# What the task requires
Can you convert each line of the entries below into a JSON list of strings, one string per line, with blank lines left out?

# Data for review
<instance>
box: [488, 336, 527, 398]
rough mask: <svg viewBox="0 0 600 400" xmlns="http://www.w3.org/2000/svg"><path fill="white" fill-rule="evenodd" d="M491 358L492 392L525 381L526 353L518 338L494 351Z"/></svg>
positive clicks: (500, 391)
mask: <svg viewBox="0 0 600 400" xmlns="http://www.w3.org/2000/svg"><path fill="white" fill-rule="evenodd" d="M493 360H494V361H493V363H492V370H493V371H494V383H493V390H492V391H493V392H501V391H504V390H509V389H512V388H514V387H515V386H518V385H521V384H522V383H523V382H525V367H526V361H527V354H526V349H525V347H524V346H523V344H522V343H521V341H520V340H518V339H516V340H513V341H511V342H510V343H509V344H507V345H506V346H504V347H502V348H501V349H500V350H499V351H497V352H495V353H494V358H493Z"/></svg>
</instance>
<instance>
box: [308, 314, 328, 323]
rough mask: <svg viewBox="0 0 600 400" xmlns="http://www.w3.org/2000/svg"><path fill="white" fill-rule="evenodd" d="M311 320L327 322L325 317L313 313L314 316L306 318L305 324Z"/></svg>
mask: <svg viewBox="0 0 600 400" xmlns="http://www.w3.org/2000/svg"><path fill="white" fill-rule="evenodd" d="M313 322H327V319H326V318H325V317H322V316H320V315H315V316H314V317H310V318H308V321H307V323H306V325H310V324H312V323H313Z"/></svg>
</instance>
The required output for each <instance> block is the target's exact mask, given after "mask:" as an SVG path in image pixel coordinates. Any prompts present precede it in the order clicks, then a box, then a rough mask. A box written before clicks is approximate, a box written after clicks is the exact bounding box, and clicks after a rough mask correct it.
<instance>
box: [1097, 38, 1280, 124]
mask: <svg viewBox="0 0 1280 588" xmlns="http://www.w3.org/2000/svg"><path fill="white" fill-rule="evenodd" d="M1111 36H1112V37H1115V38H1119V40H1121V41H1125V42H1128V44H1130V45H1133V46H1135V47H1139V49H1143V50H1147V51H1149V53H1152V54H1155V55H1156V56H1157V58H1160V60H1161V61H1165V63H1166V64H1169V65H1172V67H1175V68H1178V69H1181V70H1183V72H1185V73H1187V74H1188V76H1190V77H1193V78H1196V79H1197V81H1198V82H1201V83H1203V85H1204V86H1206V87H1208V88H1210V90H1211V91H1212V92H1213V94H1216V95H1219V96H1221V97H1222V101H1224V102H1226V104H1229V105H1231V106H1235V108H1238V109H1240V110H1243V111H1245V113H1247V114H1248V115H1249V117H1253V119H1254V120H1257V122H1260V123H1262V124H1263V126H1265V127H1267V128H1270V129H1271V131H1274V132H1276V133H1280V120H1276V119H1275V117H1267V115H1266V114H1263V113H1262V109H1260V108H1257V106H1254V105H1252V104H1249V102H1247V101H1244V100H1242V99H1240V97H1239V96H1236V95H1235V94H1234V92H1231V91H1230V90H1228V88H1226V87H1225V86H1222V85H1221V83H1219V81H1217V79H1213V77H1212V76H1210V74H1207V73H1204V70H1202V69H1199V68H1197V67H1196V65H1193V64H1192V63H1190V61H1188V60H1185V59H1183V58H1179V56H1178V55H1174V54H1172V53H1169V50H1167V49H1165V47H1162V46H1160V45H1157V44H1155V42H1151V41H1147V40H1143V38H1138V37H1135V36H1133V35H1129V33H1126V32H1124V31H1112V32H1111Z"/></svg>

# Solution for this task
[
  "<instance>",
  "box: [488, 336, 527, 398]",
  "rough mask: <svg viewBox=\"0 0 600 400\" xmlns=\"http://www.w3.org/2000/svg\"><path fill=\"white\" fill-rule=\"evenodd\" d=\"M491 358L492 392L525 381L526 353L518 338L494 351Z\"/></svg>",
  "positive clicks: (500, 391)",
  "mask: <svg viewBox=\"0 0 600 400\" xmlns=\"http://www.w3.org/2000/svg\"><path fill=\"white\" fill-rule=\"evenodd\" d=\"M493 360H494V361H493V363H492V370H493V371H494V383H493V390H492V391H493V392H501V391H504V390H509V389H512V388H514V387H515V386H518V385H521V384H522V383H523V382H525V367H526V361H527V354H526V349H525V347H524V346H523V344H522V343H521V341H520V340H518V339H516V340H513V341H511V342H510V343H509V344H507V345H506V346H504V347H502V348H501V349H500V350H499V351H497V352H495V353H494V358H493Z\"/></svg>",
  "</instance>",
  "<instance>",
  "box: [308, 314, 328, 323]",
  "rough mask: <svg viewBox=\"0 0 600 400\" xmlns=\"http://www.w3.org/2000/svg\"><path fill=\"white\" fill-rule=\"evenodd\" d=\"M311 320L327 322L325 317L313 313L314 316L306 318L305 324Z\"/></svg>",
  "mask: <svg viewBox=\"0 0 600 400\" xmlns=\"http://www.w3.org/2000/svg\"><path fill=\"white\" fill-rule=\"evenodd\" d=\"M313 322H327V319H326V318H325V317H322V316H320V315H315V316H314V317H310V318H308V321H307V323H306V325H310V324H312V323H313Z\"/></svg>",
  "</instance>",
  "The required output for each <instance> block is the target's exact mask, given after \"mask:\" as an SVG path in image pixel coordinates. Any prompts present precede it in the order clicks, then a box, then a rough mask. A box written before clicks is approximate, a box written after clicks is the exact bounding box, and clicks after a rough mask correct it.",
  "<instance>",
  "box: [1097, 38, 1280, 124]",
  "mask: <svg viewBox=\"0 0 1280 588\" xmlns=\"http://www.w3.org/2000/svg\"><path fill=\"white\" fill-rule=\"evenodd\" d=\"M1111 36H1112V37H1115V38H1119V40H1121V41H1125V42H1128V44H1130V45H1133V46H1135V47H1139V49H1143V50H1147V51H1149V53H1152V54H1155V55H1156V56H1157V58H1160V60H1161V61H1165V63H1166V64H1169V65H1172V67H1175V68H1178V69H1181V70H1183V72H1185V73H1187V74H1188V76H1190V77H1193V78H1196V79H1197V81H1198V82H1201V83H1203V85H1204V86H1206V87H1208V88H1210V90H1211V91H1212V92H1213V94H1216V95H1219V96H1221V97H1222V101H1224V102H1226V104H1229V105H1231V106H1235V108H1238V109H1240V110H1243V111H1245V113H1247V114H1248V115H1249V117H1253V119H1254V120H1257V122H1260V123H1262V124H1263V126H1265V127H1267V128H1270V129H1271V131H1274V132H1276V133H1280V120H1276V119H1275V117H1267V115H1266V114H1263V113H1262V109H1260V108H1257V106H1254V105H1252V104H1249V102H1247V101H1244V100H1242V99H1240V97H1239V96H1236V95H1235V94H1234V92H1231V91H1230V90H1228V88H1226V87H1225V86H1222V85H1221V83H1219V81H1217V79H1213V77H1212V76H1210V74H1207V73H1204V70H1202V69H1199V68H1197V67H1196V65H1193V64H1192V63H1190V61H1188V60H1185V59H1183V58H1179V56H1178V55H1174V54H1172V53H1169V50H1167V49H1165V47H1162V46H1160V45H1157V44H1155V42H1151V41H1147V40H1143V38H1138V37H1135V36H1133V35H1129V33H1126V32H1124V31H1112V32H1111Z\"/></svg>"
]